● **Reading passage**
___

The airfield was in the area between Sandwich Road, Archers Court Road and Napchester Road with the gate being where the Archer Public House now stands. The site is now occupied by roads such as Mayfield Road, Alison Crescent, Cranleigh Drive, Joyes Road and Joyes Close.

By the time the 1914-18 War broke out the airfield was little used. The Royal Flying Corps had become established at Swingate, and the Royal Naval Air Service had a base at Guston, close to the Duke of York’s Royal School.

Early British Pathe newsreel footage of planes landing at Whitfield during the Circuit of Europe Air Race is available on line at News Footage of International Race

The first 2 minutes shows Whitfield Airfield with later clips showing landings at Brighton – Shoreham  Airfield.

There is further footage of Harriet Quimby’s take-off from Whitfield for her flight across the Channel (from 7 minutes 35 seconds to 8 minutes 30)

Early on 16 April 1912, Harriet Quimby became the first woman to fly solo across the English Channel.  Harriet took off from Whitfield Aerodrome and landed some 59 minutes later on the beach at Hardelot, 25 miles from Calais. Her achievement went largely unreported and unnoticed at the time as the newspapers were full of reports of the tragic events of the previous day – the sinking of RMS Titanic.

Harriet Quimby’s aviation career was to be a short one.  Just a few months later, on 1 July 1912, she was flying at the Annual Boston Aviation Meet when at an altitude of 1500ft, her brand new Bleriot monoplane unexpectedly pitched forward and she and her passenger, William Willard, the event organiser, were ejected from their seats and fell to their deaths while the plane glided down into thick mud.

The first flight from England to Germany took off from Whitfield on 18th April 1913. Flown by Gustav Hamel with a passenger in an 80hp Bleriot monoplane, he did the 245 mile journey non-stop, in 258 minutes, through rain and hail storms, landing in Cologne.

Like many early pioneering aviators, he died young:  He disappeared over the English Channel flying from Paris on the 23rd May 1914.

Other famous aviators or that era also used Whitfield’s Airfield, such as Jules Nardini, seen here taking off in May 1912.

From Flight Magazine May 11th 1912.
“The Dover Aero Club is now associated with the Royal Aero Club. This Club has its own Flying Ground at Whitfield, about two miles outside Dover ; the ground affords an excellent alighting place for cross-Channel flights. There are already two excellent sheds erected, and full particulars as to rents, &c., can be obtained from the Secretary, Capt. W. P. Marley, II, Marine Parade, Dover”

From Flight magazine June 22nd 1912 – New Club House for Dover Aero Club.
“There was a large attendance of well-known people on Wednesday of last week at the Whitfield aerodrome, Dover, when the Marquis Camden, Lord Lieutenant of Kent and president of the Dover Aero Club, formally opened new headquarters for the club.

___

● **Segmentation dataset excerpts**

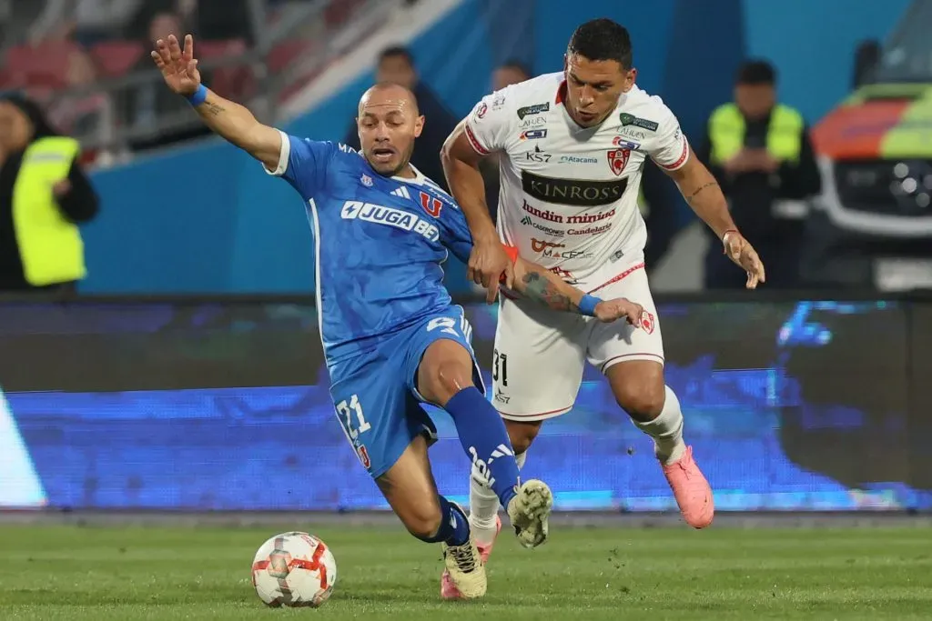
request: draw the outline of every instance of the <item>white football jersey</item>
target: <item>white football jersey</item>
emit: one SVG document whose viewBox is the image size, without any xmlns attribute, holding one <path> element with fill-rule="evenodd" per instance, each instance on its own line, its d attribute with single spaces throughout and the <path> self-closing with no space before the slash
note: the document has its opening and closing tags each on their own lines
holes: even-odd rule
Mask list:
<svg viewBox="0 0 932 621">
<path fill-rule="evenodd" d="M 601 125 L 576 125 L 562 73 L 487 95 L 466 119 L 479 154 L 500 153 L 498 228 L 521 256 L 593 290 L 640 260 L 644 158 L 675 170 L 690 156 L 679 123 L 637 86 Z"/>
</svg>

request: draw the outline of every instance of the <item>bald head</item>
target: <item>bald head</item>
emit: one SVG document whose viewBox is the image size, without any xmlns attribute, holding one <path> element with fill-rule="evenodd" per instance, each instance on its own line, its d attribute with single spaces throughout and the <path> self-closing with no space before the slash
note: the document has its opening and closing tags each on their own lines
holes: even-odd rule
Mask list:
<svg viewBox="0 0 932 621">
<path fill-rule="evenodd" d="M 379 82 L 370 87 L 368 90 L 363 93 L 363 97 L 360 98 L 360 116 L 363 115 L 363 111 L 367 106 L 386 104 L 400 105 L 413 111 L 415 116 L 419 115 L 418 98 L 414 96 L 410 88 L 403 87 L 400 84 L 395 84 L 394 82 Z"/>
<path fill-rule="evenodd" d="M 359 101 L 356 119 L 363 155 L 381 175 L 414 176 L 408 162 L 424 128 L 418 100 L 405 87 L 380 82 Z"/>
</svg>

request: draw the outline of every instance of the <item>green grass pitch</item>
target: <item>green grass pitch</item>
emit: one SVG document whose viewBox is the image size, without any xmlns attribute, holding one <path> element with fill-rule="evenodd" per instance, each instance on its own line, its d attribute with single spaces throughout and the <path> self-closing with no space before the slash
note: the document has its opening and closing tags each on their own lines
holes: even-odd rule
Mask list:
<svg viewBox="0 0 932 621">
<path fill-rule="evenodd" d="M 273 610 L 250 583 L 268 536 L 334 551 L 322 608 Z M 932 619 L 923 528 L 558 528 L 536 550 L 506 532 L 487 596 L 439 599 L 439 547 L 400 528 L 0 527 L 0 619 Z"/>
</svg>

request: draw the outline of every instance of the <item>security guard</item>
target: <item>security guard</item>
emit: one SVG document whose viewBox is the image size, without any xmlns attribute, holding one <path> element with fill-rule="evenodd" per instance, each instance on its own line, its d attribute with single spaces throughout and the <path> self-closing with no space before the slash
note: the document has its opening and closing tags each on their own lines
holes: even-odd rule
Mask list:
<svg viewBox="0 0 932 621">
<path fill-rule="evenodd" d="M 98 199 L 79 153 L 35 102 L 0 98 L 0 291 L 71 290 L 85 277 L 77 223 Z"/>
<path fill-rule="evenodd" d="M 753 61 L 739 70 L 734 102 L 708 119 L 697 155 L 728 198 L 738 229 L 754 240 L 767 265 L 772 288 L 801 286 L 806 201 L 821 180 L 802 115 L 776 102 L 776 75 L 769 62 Z M 711 239 L 706 255 L 706 289 L 743 289 L 745 276 Z"/>
</svg>

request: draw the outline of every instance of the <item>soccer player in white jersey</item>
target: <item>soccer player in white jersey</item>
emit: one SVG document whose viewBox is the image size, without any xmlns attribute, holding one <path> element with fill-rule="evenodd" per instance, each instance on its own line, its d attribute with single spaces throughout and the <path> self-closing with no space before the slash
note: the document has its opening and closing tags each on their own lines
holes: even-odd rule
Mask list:
<svg viewBox="0 0 932 621">
<path fill-rule="evenodd" d="M 683 441 L 683 415 L 664 381 L 657 311 L 644 272 L 647 240 L 637 209 L 645 158 L 676 182 L 686 201 L 722 240 L 725 253 L 764 280 L 751 245 L 729 215 L 713 176 L 692 156 L 673 113 L 635 84 L 627 30 L 610 20 L 588 21 L 573 34 L 564 70 L 485 97 L 454 130 L 442 157 L 450 189 L 475 242 L 469 274 L 499 291 L 512 280 L 502 244 L 591 293 L 626 297 L 644 306 L 639 330 L 598 325 L 536 308 L 508 291 L 495 339 L 494 403 L 524 463 L 543 421 L 570 410 L 585 362 L 609 380 L 619 406 L 653 439 L 655 453 L 685 521 L 712 521 L 712 491 Z M 477 164 L 498 153 L 498 231 L 484 199 Z M 473 477 L 470 520 L 485 558 L 498 529 L 498 499 Z M 456 598 L 444 580 L 442 593 Z"/>
</svg>

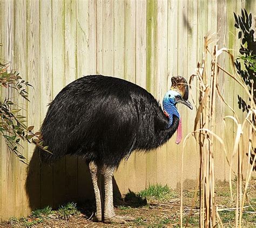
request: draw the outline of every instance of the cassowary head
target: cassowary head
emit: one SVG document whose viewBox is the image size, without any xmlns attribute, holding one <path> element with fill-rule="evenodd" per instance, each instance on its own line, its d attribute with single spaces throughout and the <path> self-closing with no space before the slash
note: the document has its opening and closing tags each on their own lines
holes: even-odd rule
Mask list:
<svg viewBox="0 0 256 228">
<path fill-rule="evenodd" d="M 176 143 L 180 142 L 182 138 L 181 118 L 176 108 L 176 104 L 180 103 L 187 106 L 190 109 L 193 107 L 188 99 L 188 86 L 186 80 L 180 76 L 172 77 L 172 86 L 164 97 L 163 105 L 164 112 L 169 119 L 169 127 L 171 127 L 173 116 L 179 119 L 177 129 Z"/>
<path fill-rule="evenodd" d="M 165 94 L 164 102 L 169 103 L 171 105 L 175 105 L 177 103 L 180 103 L 193 109 L 188 99 L 188 86 L 186 79 L 181 76 L 172 77 L 172 86 L 170 90 Z"/>
</svg>

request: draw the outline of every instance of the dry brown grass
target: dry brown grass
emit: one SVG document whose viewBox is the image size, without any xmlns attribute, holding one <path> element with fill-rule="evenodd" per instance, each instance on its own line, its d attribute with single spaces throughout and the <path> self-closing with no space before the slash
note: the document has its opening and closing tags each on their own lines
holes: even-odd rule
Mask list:
<svg viewBox="0 0 256 228">
<path fill-rule="evenodd" d="M 255 127 L 253 125 L 253 115 L 256 114 L 255 104 L 253 102 L 252 92 L 250 93 L 240 76 L 235 73 L 234 57 L 229 50 L 226 48 L 218 49 L 218 45 L 215 44 L 213 51 L 211 52 L 209 45 L 217 43 L 217 39 L 214 35 L 207 35 L 205 38 L 204 51 L 203 58 L 201 62 L 198 63 L 197 73 L 192 75 L 189 84 L 191 85 L 193 81 L 196 80 L 198 90 L 199 106 L 197 108 L 197 115 L 194 120 L 194 130 L 186 137 L 184 143 L 183 149 L 186 145 L 187 140 L 193 137 L 196 142 L 200 154 L 200 174 L 198 178 L 198 184 L 195 192 L 199 191 L 200 201 L 200 227 L 213 227 L 214 226 L 223 227 L 223 222 L 219 215 L 218 206 L 215 201 L 215 178 L 214 178 L 214 156 L 215 151 L 213 148 L 214 140 L 217 140 L 221 144 L 223 148 L 223 153 L 226 155 L 226 159 L 230 165 L 230 188 L 231 198 L 233 200 L 234 193 L 232 187 L 232 174 L 235 174 L 237 177 L 235 182 L 235 226 L 241 227 L 242 224 L 242 215 L 245 202 L 246 200 L 246 192 L 249 182 L 251 180 L 253 172 L 253 166 L 251 165 L 250 158 L 252 151 L 253 135 L 255 132 Z M 226 54 L 233 63 L 232 67 L 232 73 L 225 70 L 223 67 L 218 63 L 218 59 L 221 55 Z M 207 61 L 207 58 L 211 61 Z M 207 63 L 211 63 L 210 66 Z M 208 69 L 210 69 L 208 70 Z M 219 72 L 225 73 L 225 76 L 231 77 L 235 82 L 242 88 L 251 100 L 251 109 L 248 114 L 244 119 L 239 119 L 237 113 L 226 101 L 225 97 L 221 94 L 218 86 L 218 80 L 220 77 Z M 208 72 L 210 72 L 209 74 Z M 191 86 L 190 86 L 191 87 Z M 252 91 L 253 90 L 251 90 Z M 193 100 L 194 101 L 194 100 Z M 227 119 L 232 119 L 236 126 L 236 136 L 233 145 L 233 152 L 231 159 L 228 159 L 227 154 L 227 142 L 226 139 L 221 138 L 214 132 L 214 126 L 216 116 L 216 101 L 223 102 L 231 110 L 233 115 L 224 117 L 224 122 Z M 248 161 L 247 167 L 242 167 L 242 159 L 245 156 L 242 148 L 242 139 L 246 141 L 248 148 Z M 183 160 L 184 149 L 182 153 Z M 255 163 L 255 159 L 253 164 Z M 182 162 L 182 161 L 181 161 Z M 183 166 L 181 166 L 181 176 Z M 242 173 L 242 168 L 243 172 Z M 234 171 L 237 170 L 237 171 Z M 243 175 L 245 174 L 244 176 Z M 183 186 L 181 186 L 180 206 L 180 226 L 183 224 Z M 191 215 L 192 209 L 194 208 L 197 195 L 195 194 L 192 203 Z M 188 218 L 187 219 L 188 220 Z"/>
</svg>

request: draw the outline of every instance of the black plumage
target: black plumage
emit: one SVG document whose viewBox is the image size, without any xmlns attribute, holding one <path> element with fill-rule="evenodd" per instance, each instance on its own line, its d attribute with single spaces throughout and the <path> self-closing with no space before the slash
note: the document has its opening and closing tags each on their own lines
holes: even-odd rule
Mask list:
<svg viewBox="0 0 256 228">
<path fill-rule="evenodd" d="M 118 78 L 90 75 L 66 86 L 51 102 L 42 124 L 41 159 L 66 154 L 116 168 L 134 150 L 148 151 L 169 139 L 179 119 L 169 118 L 142 87 Z"/>
</svg>

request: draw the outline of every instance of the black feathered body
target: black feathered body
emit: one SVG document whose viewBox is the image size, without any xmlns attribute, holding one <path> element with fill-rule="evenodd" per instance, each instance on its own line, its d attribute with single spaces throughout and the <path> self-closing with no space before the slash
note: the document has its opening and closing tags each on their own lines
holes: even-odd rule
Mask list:
<svg viewBox="0 0 256 228">
<path fill-rule="evenodd" d="M 43 160 L 66 154 L 117 167 L 135 149 L 156 148 L 171 138 L 179 119 L 169 118 L 144 89 L 127 81 L 91 75 L 65 87 L 50 105 L 42 126 Z"/>
</svg>

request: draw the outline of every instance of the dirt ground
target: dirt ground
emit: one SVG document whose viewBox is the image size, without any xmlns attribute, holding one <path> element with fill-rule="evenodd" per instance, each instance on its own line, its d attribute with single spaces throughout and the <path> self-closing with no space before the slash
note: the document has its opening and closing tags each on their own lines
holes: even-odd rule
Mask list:
<svg viewBox="0 0 256 228">
<path fill-rule="evenodd" d="M 235 190 L 235 186 L 233 187 Z M 194 190 L 187 189 L 184 191 L 184 224 L 186 224 Z M 123 200 L 116 199 L 115 211 L 117 215 L 132 216 L 134 220 L 124 224 L 93 222 L 95 206 L 91 203 L 78 205 L 76 212 L 59 216 L 59 212 L 51 211 L 47 216 L 30 216 L 19 220 L 11 218 L 0 224 L 1 227 L 179 227 L 180 218 L 180 198 L 178 191 L 172 191 L 171 196 L 156 200 L 154 197 L 143 199 L 138 195 L 129 194 Z M 250 183 L 248 198 L 242 216 L 242 225 L 256 227 L 256 180 Z M 235 198 L 231 199 L 228 182 L 218 182 L 216 184 L 215 200 L 218 208 L 223 211 L 219 215 L 225 227 L 233 227 L 235 222 Z M 188 226 L 199 226 L 198 200 L 188 221 Z M 251 204 L 251 206 L 250 206 Z"/>
</svg>

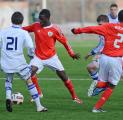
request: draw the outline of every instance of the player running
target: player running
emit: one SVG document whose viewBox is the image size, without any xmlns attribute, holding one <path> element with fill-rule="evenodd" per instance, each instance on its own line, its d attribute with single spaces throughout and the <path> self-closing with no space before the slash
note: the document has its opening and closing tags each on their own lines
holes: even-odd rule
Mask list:
<svg viewBox="0 0 123 120">
<path fill-rule="evenodd" d="M 33 49 L 33 42 L 29 34 L 21 29 L 23 15 L 15 12 L 11 17 L 11 22 L 13 24 L 11 27 L 0 32 L 1 68 L 6 73 L 6 109 L 12 112 L 12 81 L 14 73 L 17 73 L 25 80 L 30 95 L 36 103 L 37 112 L 47 111 L 47 108 L 40 103 L 38 92 L 31 80 L 31 68 L 24 58 L 23 48 Z"/>
<path fill-rule="evenodd" d="M 109 22 L 109 19 L 108 19 L 107 15 L 99 15 L 97 17 L 98 25 L 102 25 L 102 24 L 105 24 L 108 22 Z M 94 56 L 92 62 L 87 65 L 87 70 L 88 70 L 91 78 L 93 79 L 93 81 L 88 89 L 89 97 L 98 95 L 101 91 L 104 90 L 104 88 L 96 88 L 95 89 L 97 81 L 98 81 L 99 58 L 101 57 L 101 51 L 103 50 L 103 47 L 104 47 L 104 37 L 100 35 L 99 36 L 99 44 L 97 45 L 97 47 L 93 48 L 91 50 L 91 52 L 85 56 L 85 59 L 88 59 L 90 56 Z"/>
<path fill-rule="evenodd" d="M 27 53 L 28 53 L 28 57 L 30 58 L 30 60 L 32 60 L 34 58 L 34 55 L 35 55 L 35 50 L 34 49 L 28 49 Z M 36 75 L 33 75 L 31 77 L 31 80 L 32 80 L 33 84 L 35 84 L 35 87 L 36 87 L 36 89 L 38 91 L 39 97 L 43 98 L 42 90 L 41 90 L 41 88 L 40 88 L 40 86 L 38 84 L 38 77 Z M 34 100 L 31 98 L 30 101 L 33 102 Z"/>
<path fill-rule="evenodd" d="M 100 58 L 99 82 L 97 87 L 106 87 L 92 112 L 105 112 L 101 107 L 111 96 L 122 74 L 123 56 L 123 10 L 118 13 L 119 23 L 72 29 L 74 34 L 91 33 L 105 37 L 105 44 Z"/>
<path fill-rule="evenodd" d="M 111 4 L 110 5 L 110 12 L 108 14 L 109 22 L 110 23 L 118 23 L 118 5 L 117 4 Z"/>
<path fill-rule="evenodd" d="M 45 66 L 51 68 L 62 79 L 65 86 L 68 88 L 72 99 L 77 103 L 82 103 L 82 101 L 77 97 L 73 84 L 66 75 L 64 67 L 56 54 L 56 41 L 59 41 L 64 45 L 70 57 L 73 59 L 79 59 L 80 56 L 73 52 L 60 28 L 50 22 L 50 11 L 48 9 L 43 9 L 40 12 L 39 21 L 40 22 L 23 27 L 24 30 L 34 32 L 35 34 L 36 55 L 31 61 L 34 74 L 37 70 L 42 71 Z"/>
</svg>

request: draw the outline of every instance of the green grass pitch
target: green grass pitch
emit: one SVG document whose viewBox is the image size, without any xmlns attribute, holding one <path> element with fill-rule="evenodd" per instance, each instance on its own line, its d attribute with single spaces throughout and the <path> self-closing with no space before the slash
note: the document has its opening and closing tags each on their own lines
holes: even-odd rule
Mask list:
<svg viewBox="0 0 123 120">
<path fill-rule="evenodd" d="M 87 89 L 91 80 L 88 80 L 90 77 L 86 71 L 86 65 L 91 59 L 85 61 L 83 57 L 96 43 L 96 41 L 70 41 L 72 48 L 81 54 L 81 59 L 78 61 L 73 61 L 62 45 L 57 44 L 56 46 L 58 56 L 75 86 L 77 95 L 84 101 L 82 105 L 74 103 L 62 81 L 52 70 L 45 68 L 38 77 L 40 78 L 39 84 L 44 94 L 41 101 L 48 108 L 48 112 L 35 112 L 35 105 L 29 101 L 30 95 L 25 83 L 22 80 L 15 79 L 13 81 L 13 92 L 21 92 L 24 95 L 24 103 L 22 105 L 13 105 L 13 112 L 8 113 L 5 109 L 5 79 L 2 79 L 5 75 L 1 72 L 0 120 L 121 120 L 123 118 L 122 81 L 104 105 L 104 109 L 108 112 L 98 114 L 91 112 L 99 96 L 87 97 Z M 15 77 L 17 76 L 15 75 Z"/>
</svg>

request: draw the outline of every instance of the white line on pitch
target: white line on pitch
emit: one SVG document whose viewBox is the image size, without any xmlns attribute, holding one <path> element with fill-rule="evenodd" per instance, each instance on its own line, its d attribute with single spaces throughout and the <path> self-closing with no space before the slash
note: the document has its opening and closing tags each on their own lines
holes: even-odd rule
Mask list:
<svg viewBox="0 0 123 120">
<path fill-rule="evenodd" d="M 6 78 L 0 78 L 0 80 L 6 79 Z M 20 78 L 14 78 L 15 80 L 19 80 Z M 60 80 L 59 78 L 38 78 L 39 80 Z M 88 78 L 71 78 L 71 80 L 91 80 Z"/>
</svg>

___

● **Instructions**
- a) Using the passage on Whitfield airfield, decide whether each statement agrees with it: (i) Harriet Quimby landed on the beach at Hardelot; (ii) Gustav Hamel's flight to Cologne made one stop along the way; (iii) the airfield was heavily used when the 1914-18 War broke out. Answer yes or no for each, and quote the words of the passage that decide it.
- b) Retype the part of the passage on Whitfield airfield starting at "The first flight" and ending at "landing in Cologne.".
- c) Answer these questions from the passage on Whitfield airfield:
(i) Who was Harriet Quimby's passenger at the Annual Boston Aviation Meet?
(ii) How long, in miles, was the first flight from England to Germany?
(iii) Who formally opened the new headquarters of the Dover Aero Club?

● **The replies**
- a)
(i) Yes: "landed some 59 minutes later on the beach at Hardelot, 25 miles from Calais"
(ii) No: "he did the 245 mile journey non-stop"
(iii) No: "By the time the 1914-18 War broke out the airfield was little used."

- b)
The first flight from England to Germany took off from Whitfield on 18th April 1913. Flown by Gustav Hamel with a passenger in an 80hp Bleriot monoplane, he did the 245 mile journey non-stop, in 258 minutes, through rain and hail storms, landing in Cologne.

- c)
(i) William Willard, the event organiser
(ii) 245 miles
(iii) The Marquis Camden